(Stored items)
■ ■ ■

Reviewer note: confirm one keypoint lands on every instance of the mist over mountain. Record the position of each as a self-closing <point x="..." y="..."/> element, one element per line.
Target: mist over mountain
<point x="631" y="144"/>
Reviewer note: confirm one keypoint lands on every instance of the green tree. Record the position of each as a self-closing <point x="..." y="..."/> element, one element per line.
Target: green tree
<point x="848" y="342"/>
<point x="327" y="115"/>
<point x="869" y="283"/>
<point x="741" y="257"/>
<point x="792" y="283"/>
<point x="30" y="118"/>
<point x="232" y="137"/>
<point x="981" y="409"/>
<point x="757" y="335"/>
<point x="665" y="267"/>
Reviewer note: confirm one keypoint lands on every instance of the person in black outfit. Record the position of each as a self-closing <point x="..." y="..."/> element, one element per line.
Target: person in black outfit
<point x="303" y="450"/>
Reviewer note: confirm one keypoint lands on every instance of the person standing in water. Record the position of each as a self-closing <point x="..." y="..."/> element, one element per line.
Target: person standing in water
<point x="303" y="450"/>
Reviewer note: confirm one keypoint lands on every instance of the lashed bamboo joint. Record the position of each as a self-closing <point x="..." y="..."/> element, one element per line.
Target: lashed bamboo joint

■ ■ ■

The line containing "Target: person standing in water" and every line after it, through the last one above, should be written out word for word.

Target: person standing in water
<point x="303" y="450"/>
Reviewer note: confirm one keypoint lands on every instance of the lashed bamboo joint. Record the position of each as a self-closing <point x="..." y="..."/> element, one element per line.
Target: lashed bamboo joint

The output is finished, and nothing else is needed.